##### RECORD EXCERPTS
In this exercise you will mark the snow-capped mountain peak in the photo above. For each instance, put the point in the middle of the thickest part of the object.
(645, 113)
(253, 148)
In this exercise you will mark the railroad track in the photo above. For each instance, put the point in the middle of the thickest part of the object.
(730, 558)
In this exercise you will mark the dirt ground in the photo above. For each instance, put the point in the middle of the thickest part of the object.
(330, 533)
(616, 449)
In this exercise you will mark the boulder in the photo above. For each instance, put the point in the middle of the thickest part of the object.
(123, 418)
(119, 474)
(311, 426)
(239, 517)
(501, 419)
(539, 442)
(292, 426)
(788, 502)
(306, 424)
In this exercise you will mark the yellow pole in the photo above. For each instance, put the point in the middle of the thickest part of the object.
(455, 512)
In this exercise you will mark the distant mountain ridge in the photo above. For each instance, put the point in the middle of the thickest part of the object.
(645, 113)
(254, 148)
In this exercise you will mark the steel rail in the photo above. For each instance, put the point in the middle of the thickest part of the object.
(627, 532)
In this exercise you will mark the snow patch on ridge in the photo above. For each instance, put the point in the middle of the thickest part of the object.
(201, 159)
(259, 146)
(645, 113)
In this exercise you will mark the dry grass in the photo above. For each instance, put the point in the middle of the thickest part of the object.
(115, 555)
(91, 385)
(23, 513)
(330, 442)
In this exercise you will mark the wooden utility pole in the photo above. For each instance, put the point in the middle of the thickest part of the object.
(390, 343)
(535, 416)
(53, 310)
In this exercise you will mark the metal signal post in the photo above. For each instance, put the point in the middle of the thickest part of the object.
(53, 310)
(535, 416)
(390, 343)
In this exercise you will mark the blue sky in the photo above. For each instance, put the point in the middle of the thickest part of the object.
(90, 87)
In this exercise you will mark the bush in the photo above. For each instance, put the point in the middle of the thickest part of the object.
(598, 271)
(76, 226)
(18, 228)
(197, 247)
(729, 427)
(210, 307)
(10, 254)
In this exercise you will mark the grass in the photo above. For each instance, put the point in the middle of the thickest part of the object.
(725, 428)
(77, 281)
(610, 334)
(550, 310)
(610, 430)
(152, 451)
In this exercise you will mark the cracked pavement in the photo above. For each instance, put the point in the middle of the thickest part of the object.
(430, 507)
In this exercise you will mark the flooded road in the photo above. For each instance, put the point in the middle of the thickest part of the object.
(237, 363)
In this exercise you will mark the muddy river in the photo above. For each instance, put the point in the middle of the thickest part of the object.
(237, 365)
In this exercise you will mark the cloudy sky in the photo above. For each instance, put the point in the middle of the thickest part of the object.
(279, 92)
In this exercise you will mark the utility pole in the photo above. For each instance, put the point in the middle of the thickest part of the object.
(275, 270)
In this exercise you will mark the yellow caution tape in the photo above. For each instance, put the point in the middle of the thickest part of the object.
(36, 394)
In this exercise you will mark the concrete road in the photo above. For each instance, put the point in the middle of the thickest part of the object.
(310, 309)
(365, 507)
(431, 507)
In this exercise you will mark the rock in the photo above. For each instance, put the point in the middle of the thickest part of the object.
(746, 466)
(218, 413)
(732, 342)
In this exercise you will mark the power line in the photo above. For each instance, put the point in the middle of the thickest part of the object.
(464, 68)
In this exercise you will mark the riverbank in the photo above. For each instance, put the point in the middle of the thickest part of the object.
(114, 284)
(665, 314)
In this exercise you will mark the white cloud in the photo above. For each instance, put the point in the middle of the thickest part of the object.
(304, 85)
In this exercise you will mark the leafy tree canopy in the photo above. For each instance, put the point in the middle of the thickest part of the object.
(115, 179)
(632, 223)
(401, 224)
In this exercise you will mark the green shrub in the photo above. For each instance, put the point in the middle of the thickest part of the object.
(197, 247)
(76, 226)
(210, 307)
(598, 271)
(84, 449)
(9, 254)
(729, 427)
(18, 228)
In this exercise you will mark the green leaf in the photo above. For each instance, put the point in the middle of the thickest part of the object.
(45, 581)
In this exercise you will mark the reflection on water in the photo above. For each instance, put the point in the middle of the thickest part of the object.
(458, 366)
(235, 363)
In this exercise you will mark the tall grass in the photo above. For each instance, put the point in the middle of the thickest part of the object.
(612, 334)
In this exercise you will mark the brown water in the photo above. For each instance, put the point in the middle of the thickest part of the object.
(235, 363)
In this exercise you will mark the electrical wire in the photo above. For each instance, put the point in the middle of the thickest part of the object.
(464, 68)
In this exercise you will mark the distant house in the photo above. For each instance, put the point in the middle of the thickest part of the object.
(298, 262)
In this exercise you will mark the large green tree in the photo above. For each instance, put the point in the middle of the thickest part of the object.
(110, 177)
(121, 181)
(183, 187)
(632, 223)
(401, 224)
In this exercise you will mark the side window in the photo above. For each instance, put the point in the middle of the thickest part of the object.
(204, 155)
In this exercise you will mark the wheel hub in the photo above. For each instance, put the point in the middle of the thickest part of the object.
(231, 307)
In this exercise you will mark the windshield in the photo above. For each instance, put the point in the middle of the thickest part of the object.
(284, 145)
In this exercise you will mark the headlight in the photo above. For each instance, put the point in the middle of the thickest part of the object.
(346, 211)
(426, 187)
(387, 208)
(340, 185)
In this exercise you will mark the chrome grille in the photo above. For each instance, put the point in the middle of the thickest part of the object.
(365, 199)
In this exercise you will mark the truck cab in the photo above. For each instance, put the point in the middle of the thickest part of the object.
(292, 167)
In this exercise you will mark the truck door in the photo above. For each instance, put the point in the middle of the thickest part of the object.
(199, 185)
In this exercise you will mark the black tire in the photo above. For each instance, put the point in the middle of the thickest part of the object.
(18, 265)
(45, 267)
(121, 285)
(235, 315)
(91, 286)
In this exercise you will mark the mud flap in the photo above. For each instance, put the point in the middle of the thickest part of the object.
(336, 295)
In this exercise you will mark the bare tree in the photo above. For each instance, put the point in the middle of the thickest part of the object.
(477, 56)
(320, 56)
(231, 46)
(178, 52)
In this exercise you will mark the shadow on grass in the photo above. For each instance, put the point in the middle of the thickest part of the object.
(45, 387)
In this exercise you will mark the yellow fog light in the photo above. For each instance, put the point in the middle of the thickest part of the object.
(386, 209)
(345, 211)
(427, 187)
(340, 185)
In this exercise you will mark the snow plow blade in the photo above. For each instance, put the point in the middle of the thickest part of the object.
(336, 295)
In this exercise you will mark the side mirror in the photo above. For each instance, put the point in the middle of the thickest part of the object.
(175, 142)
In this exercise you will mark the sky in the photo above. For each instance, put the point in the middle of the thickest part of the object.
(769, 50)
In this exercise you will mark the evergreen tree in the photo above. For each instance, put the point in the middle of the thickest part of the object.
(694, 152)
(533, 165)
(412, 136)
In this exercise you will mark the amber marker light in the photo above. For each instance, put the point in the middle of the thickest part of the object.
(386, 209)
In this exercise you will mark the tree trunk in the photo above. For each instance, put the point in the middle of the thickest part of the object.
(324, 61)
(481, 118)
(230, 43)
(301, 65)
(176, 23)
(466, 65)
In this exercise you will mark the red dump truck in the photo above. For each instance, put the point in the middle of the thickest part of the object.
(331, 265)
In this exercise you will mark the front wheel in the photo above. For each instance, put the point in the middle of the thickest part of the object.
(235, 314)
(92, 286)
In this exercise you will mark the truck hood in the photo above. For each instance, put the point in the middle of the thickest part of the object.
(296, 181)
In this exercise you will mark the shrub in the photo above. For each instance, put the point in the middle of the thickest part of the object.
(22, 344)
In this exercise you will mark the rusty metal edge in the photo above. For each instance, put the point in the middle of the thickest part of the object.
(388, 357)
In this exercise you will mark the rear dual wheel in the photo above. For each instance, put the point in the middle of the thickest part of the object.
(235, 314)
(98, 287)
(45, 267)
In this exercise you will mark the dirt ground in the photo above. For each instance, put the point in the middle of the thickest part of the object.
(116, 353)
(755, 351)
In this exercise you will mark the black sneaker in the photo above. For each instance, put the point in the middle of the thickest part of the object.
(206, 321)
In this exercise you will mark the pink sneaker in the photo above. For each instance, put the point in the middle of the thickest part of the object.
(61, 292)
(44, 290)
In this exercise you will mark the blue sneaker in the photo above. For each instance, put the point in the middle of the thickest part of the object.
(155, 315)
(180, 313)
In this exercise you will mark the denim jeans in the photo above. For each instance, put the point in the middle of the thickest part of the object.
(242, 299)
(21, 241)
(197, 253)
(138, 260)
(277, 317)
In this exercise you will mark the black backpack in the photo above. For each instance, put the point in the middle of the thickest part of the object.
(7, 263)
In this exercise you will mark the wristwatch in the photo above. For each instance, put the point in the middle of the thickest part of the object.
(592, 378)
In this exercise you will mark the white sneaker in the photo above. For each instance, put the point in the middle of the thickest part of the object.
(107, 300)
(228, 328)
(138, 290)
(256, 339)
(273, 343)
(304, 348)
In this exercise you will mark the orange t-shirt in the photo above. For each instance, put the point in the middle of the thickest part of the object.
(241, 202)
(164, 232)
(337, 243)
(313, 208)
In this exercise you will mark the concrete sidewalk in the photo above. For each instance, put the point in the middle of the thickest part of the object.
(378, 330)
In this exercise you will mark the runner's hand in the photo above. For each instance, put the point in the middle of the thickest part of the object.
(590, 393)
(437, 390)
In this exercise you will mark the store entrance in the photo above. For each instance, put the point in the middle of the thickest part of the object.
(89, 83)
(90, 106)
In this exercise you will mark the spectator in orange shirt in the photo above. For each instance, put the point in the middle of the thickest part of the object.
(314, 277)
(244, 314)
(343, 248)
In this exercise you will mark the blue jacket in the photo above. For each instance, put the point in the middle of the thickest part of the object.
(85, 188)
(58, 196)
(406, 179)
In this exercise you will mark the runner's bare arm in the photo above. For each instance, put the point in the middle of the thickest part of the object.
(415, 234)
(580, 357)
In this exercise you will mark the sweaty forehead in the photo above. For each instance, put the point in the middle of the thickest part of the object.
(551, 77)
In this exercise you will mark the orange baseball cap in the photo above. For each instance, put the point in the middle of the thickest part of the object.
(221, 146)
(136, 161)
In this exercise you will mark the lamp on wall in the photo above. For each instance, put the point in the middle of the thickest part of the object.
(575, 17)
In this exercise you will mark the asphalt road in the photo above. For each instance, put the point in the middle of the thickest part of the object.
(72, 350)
##########
GOAL
Each line from the one containing "In this exercise you will mark the spectator" to the final line of the entries above must be returned exactly, and no other line may appear.

RESPONSE
In this exercise you will mark the spectator in orange shirt in the photo above. For each instance, put the point in the middle of the thickest part of the object.
(314, 277)
(244, 314)
(343, 248)
In this exercise you will mark the blue jacket in the photo above. For each instance, put the point in the middle of the thickest part of the object.
(85, 188)
(58, 196)
(406, 179)
In this exercise you will mark the runner's bare arm in the photo above. For each instance, put the point in the middle of the thickest part of the object.
(415, 234)
(580, 357)
In this exercise you will mark the sweaty forehead in the photo above. For each instance, put the point in the middle of the thickest part of the object.
(551, 77)
In this exercise you will mark the orange baseball cap in the photo above. For each instance, put the point in the middle of the thickest part of the object.
(221, 146)
(136, 161)
In this exercise you will mark the lamp on wall in the photo above. For each instance, put the point in the middle of the thickest part of the object.
(575, 17)
In this exercise you will mark the asphalt road in the photo above. For each instance, put the point in the middle of the thickest part of the object.
(72, 350)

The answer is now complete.